Stored data →
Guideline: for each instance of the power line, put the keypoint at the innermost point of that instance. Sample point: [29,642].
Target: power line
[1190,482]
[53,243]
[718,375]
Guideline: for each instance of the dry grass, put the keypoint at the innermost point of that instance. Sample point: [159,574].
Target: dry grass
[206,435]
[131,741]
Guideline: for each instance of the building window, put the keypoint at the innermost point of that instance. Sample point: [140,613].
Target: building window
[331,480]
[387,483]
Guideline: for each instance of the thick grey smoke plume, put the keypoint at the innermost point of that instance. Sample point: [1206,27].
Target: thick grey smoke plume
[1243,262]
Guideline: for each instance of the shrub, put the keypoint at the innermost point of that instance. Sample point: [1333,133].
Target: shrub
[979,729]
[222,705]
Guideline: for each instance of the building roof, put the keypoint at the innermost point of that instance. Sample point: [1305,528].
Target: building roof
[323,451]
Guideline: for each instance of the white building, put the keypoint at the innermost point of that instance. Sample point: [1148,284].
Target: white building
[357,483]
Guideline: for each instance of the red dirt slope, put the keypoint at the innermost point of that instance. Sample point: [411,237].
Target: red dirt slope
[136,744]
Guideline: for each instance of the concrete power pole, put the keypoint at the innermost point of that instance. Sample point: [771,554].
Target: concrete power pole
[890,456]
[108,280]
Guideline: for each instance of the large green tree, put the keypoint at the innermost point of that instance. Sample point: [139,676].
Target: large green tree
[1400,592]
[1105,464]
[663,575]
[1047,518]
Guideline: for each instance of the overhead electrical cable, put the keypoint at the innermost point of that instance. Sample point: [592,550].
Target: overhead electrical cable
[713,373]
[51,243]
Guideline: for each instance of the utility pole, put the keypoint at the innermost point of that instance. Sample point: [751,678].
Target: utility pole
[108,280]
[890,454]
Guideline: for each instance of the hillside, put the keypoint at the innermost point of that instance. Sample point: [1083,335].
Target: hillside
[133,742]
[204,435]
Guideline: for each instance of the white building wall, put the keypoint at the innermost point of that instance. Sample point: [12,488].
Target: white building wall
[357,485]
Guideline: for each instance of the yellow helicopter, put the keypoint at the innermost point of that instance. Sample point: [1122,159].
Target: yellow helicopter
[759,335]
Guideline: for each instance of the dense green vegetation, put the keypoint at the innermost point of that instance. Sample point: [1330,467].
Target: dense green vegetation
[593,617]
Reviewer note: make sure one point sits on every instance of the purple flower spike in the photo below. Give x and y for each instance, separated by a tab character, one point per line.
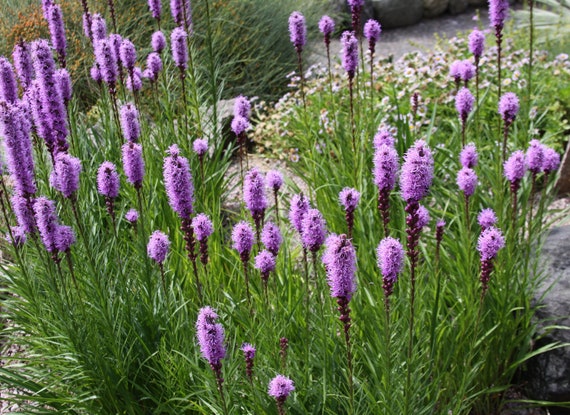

Work item → Word for word, restate every line of the listing, omitting the pictures.

Exercise solution →
Guideline: for each instance of the power line, put the keypoint at the innermost point of that instance. Sample point: [29,642].
Target: power line
[1190,482]
[53,243]
[718,375]
Guideline: for each instance of the dry grass, put the keypoint at the innermost point of that instance. Sample point: [159,574].
Target: dry grass
[206,435]
[131,741]
Guideline: for each instance of the building window, put the keypoint at the innermost point of that instance. Sample point: [140,613].
Target: building window
[331,480]
[387,483]
Guideline: for each instance of the thick grey smoke plume, put the keypoint at the innermost point of that instance. Sample point: [1206,27].
Target: thick grey smoke plume
[1243,262]
Guideline: for each instance of the shrub, put the keypoint at the innermost point of that instance. Sample point: [1333,133].
Target: shrub
[979,729]
[222,705]
Guideline: for each instance of the building roof, put the keypoint at the innermost point of that instance. Sample point: [1305,528].
Target: building roof
[323,451]
Guideline: for each instance of the white building, put the keypoint at the innermost point of that instance. Sample point: [1148,284].
Target: white building
[357,483]
Guideline: for each instance of the red dirt slope, put the keypoint at the innermost point of that instance. Sample point: [411,237].
Target: red dirt slope
[136,744]
Guideline: for each instance of the concrete power pole, put the keypoint at the innermost point of that instance. Sample point: [771,554].
Target: concrete power pole
[890,456]
[108,280]
Guideline: for each instance of the large green tree, put the keypoint at the innermost point of that instance. Sample point: [139,676].
Target: large green tree
[1400,592]
[1105,464]
[663,575]
[1047,518]
Guideline: for each instance of the overhead electrical cable, put the keypoint at the innermost point of that instance. Sample point: [592,550].
Target: overhead electrical cable
[713,373]
[51,243]
Guideline: for each instance of the utility pole, put the keypoint at the innermost point of that instance. Sample point: [751,678].
Target: utility pole
[108,280]
[890,454]
Guideline: for each instance of the hillside, put the keypoint at the innermost point of that instance. Sample point: [1083,335].
Target: hillside
[133,742]
[204,435]
Guideline: for each instance of the white building wall, put the keypoint at the innermost point of that instance. Sample point: [12,488].
Target: white building wall
[357,485]
Guideline: for each instance of the yellow helicopter, put the keypoint at the innermost point of that instance. Sample point: [1122,159].
Target: yellow helicopter
[759,335]
Guideline: for each instance of the dense green vegetation, put the keypoint at the innermost point of that instance. Sample point: [1330,467].
Target: dense green vegetation
[593,617]
Reviewer note: make sure one point sits on every instance of the purple flower spike in the photo below. Give x and y for each instance, separated by a tab character, one point per line.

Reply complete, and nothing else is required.